# EXTRACT TO READ start

A huge part of this game is devoted to trying to figure out how to stop the now-crystallized Cocoon from falling; that is, they not only want to stop it, but save the people inside and around it. Granted, you may be wondering why anyone would want to live in a crystal-shrouded husk that very nearly crashed into the ground like a meteor at the end of the first game, or why anyone would want to live there now that the fal’Cie that made it a paradise supposedly vacated, or why they can’t just leave that area and let Cocoon fall semi-harmlessly to the ground, given that they have more than four centuries to prepare for that fall and have no reason to live around it, or why anyone is trying to save Cocoon in the first place considering that natural processes like erosion will inevitably bring it falling down regardless. But…er...I think there was a point in there somewhere…
…Oh, right, Hope. After you handle some issues surrounding the expedition of Hope and comrades, Hope will start dedicating effort and resources toward finding a way to prevent Cocoon’s fall. And in those moments, you realize that Hope’s grown up, and not just because Squeenix wanted teenage girls on DeviantArt to go gaga; it’s because he recognizes the lessons to be learned from the past, and how to proceed toward a better future. Hope realizes that they can’t rely on the power of fal’Cie anymore, and that it’s up to human guts and ingenuity to build their own path. And as much as Hope would love to go into the past to fix what went wrong -- namely, saving his mother from the opening hours of vanilla 13 -- he realizes that in the grand scheme of things, he’d be doing more harm than good. The events of the past happened for a reason; it was a grisly reason, sure, and one generated by creatures he’d do well not to get entangled with in the future, but in the end those events helped him become the man the future needed.

# EXTRACT TO READ end

**EXERCISE 1**
In the review excerpt above, condense the paragraph beginning "…Oh, right, Hope." into a short bulleted list that keeps its main facts.
**EXERCISE 2**
According to the review excerpt above, how much time do people have to prepare for Cocoon's fall?
**EXERCISE 3**
Translate this sentence from the review excerpt above into Spanish: "Hope realizes that they can’t rely on the power of fal’Cie anymore, and that it’s up to human guts and ingenuity to build their own path."

# RAW RECORDS start

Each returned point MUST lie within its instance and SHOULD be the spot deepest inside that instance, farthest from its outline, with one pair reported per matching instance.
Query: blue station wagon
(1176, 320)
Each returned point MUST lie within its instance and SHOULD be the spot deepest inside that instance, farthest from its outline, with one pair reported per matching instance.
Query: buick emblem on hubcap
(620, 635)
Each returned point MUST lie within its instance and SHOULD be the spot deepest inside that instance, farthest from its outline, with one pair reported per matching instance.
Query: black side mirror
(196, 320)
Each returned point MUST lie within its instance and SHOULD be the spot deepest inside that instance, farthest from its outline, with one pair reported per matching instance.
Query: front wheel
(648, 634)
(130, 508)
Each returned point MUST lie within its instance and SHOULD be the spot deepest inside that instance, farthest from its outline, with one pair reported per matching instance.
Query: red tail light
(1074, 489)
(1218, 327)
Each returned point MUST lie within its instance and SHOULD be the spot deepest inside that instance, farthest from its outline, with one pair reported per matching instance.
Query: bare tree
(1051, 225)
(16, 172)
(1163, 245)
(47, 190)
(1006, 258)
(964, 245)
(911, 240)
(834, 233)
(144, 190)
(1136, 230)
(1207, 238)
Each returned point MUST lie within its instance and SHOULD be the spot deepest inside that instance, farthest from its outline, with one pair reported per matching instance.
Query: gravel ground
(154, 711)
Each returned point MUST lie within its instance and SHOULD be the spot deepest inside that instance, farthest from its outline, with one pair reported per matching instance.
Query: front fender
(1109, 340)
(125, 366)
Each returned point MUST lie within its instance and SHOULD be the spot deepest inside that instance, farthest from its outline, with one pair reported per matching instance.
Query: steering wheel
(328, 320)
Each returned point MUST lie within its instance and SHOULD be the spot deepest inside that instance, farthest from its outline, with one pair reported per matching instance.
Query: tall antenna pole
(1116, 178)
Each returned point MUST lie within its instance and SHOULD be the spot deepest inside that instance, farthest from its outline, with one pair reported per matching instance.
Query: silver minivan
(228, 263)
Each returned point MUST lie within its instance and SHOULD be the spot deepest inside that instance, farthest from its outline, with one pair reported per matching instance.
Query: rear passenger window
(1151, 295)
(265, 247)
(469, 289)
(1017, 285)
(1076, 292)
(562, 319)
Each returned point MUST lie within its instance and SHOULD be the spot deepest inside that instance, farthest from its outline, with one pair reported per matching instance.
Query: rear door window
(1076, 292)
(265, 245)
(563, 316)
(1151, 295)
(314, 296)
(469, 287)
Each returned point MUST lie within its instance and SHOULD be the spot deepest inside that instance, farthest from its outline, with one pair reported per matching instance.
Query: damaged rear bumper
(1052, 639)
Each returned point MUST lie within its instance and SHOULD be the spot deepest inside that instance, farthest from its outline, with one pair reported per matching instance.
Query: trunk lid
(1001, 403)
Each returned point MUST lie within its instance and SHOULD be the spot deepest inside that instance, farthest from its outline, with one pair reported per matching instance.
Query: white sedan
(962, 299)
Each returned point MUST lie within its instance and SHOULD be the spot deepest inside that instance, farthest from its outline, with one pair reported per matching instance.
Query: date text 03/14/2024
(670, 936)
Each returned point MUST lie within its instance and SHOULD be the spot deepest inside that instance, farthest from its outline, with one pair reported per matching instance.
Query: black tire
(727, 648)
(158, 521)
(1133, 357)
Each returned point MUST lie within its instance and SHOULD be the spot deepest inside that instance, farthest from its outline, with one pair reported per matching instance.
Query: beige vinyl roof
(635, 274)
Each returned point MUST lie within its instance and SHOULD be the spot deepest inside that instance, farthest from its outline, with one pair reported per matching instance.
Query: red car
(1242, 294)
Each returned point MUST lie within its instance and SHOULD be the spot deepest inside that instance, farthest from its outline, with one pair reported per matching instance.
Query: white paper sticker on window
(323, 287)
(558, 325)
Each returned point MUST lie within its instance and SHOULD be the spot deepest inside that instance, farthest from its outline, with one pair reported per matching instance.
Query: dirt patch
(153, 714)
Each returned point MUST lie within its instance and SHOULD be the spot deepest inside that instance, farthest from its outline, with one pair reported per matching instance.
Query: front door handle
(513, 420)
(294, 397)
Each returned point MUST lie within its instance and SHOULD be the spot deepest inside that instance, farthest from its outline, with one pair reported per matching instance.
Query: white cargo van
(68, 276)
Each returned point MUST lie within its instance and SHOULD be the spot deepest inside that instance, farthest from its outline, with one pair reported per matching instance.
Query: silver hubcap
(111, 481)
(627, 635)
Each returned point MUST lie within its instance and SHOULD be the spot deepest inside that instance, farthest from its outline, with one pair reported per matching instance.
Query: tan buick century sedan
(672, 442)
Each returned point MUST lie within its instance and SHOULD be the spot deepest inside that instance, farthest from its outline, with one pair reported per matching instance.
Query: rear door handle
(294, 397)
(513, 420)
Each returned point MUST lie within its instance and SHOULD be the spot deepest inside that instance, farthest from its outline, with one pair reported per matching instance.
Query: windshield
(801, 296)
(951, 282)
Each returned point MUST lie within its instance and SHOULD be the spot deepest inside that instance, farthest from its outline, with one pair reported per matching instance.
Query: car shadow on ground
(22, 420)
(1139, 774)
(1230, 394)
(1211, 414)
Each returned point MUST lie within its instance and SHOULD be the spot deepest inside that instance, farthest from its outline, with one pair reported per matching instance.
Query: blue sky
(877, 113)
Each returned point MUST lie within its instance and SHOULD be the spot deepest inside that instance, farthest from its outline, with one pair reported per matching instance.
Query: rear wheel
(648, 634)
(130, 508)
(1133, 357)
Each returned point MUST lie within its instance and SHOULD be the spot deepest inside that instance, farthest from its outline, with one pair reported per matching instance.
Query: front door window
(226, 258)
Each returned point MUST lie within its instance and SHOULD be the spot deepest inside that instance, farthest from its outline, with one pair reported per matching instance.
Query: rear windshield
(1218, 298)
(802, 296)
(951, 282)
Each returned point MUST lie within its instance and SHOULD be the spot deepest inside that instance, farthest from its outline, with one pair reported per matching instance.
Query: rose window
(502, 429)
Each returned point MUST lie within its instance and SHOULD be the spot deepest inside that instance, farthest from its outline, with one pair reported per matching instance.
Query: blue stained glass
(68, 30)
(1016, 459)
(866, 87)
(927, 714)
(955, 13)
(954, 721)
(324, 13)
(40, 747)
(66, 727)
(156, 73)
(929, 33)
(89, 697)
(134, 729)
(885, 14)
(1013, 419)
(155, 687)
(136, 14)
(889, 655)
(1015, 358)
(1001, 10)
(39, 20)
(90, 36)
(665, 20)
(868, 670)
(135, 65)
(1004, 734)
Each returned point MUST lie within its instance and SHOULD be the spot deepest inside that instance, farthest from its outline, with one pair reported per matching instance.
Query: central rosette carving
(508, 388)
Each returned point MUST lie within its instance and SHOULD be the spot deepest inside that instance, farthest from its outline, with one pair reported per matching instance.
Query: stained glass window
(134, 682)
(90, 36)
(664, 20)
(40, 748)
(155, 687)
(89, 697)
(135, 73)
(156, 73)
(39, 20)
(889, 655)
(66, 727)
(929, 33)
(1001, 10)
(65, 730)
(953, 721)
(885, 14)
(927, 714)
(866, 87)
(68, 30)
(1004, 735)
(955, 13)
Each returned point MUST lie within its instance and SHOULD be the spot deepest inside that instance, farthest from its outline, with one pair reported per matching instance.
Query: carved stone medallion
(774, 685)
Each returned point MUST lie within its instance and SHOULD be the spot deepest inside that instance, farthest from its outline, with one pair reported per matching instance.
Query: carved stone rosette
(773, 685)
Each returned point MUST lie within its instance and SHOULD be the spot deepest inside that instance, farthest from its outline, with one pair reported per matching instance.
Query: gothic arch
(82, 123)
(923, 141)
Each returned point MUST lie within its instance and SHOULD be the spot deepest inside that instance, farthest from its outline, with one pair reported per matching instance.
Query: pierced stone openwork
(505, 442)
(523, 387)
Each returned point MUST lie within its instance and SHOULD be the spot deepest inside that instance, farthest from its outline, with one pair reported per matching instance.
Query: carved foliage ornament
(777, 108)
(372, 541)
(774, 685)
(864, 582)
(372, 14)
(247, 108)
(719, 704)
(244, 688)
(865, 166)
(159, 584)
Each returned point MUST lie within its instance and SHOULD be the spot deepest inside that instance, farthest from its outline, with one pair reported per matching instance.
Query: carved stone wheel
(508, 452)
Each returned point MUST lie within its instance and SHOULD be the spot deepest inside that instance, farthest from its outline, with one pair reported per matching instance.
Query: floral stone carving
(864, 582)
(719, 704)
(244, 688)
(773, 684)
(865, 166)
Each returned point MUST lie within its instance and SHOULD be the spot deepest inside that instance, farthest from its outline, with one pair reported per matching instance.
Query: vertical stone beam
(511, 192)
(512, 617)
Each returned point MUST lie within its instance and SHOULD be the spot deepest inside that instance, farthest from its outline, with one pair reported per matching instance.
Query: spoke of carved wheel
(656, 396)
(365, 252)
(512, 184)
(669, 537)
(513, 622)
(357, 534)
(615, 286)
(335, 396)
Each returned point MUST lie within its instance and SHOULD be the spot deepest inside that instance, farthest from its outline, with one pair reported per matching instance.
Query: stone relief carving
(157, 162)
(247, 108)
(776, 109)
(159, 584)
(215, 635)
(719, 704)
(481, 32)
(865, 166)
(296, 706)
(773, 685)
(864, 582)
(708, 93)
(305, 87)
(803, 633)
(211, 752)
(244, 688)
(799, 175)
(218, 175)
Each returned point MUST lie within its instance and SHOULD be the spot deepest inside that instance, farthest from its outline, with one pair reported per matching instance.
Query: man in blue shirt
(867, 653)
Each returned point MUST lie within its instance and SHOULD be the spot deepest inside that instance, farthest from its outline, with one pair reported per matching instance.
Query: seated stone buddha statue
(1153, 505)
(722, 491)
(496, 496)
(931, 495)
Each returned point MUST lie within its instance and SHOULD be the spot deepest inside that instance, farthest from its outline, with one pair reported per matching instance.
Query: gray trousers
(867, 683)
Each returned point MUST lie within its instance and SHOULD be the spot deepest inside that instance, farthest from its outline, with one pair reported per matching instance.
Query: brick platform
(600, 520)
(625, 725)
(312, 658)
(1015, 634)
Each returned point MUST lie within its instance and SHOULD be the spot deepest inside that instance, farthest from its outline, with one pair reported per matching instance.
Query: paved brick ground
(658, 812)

# RAW RECORDS end

**REPLY 1**
- After the issues surrounding the expedition of Hope and his comrades are handled, Hope begins devoting effort and resources to preventing Cocoon's fall.
- This shows that Hope has grown up: he recognizes the lessons of the past and how to move toward a better future.
- He understands that people can no longer rely on the power of fal'Cie and must build their own path through human guts and ingenuity.
- Although he would like to go into the past to save his mother, he realizes this would do more harm than good.
- He accepts that past events, however grisly, helped him become the man the future needed.

**REPLY 2**
More than four centuries.

**REPLY 3**
Hope se da cuenta de que ya no pueden depender del poder de los fal'Cie, y de que les corresponde al coraje y al ingenio humanos construir su propio camino.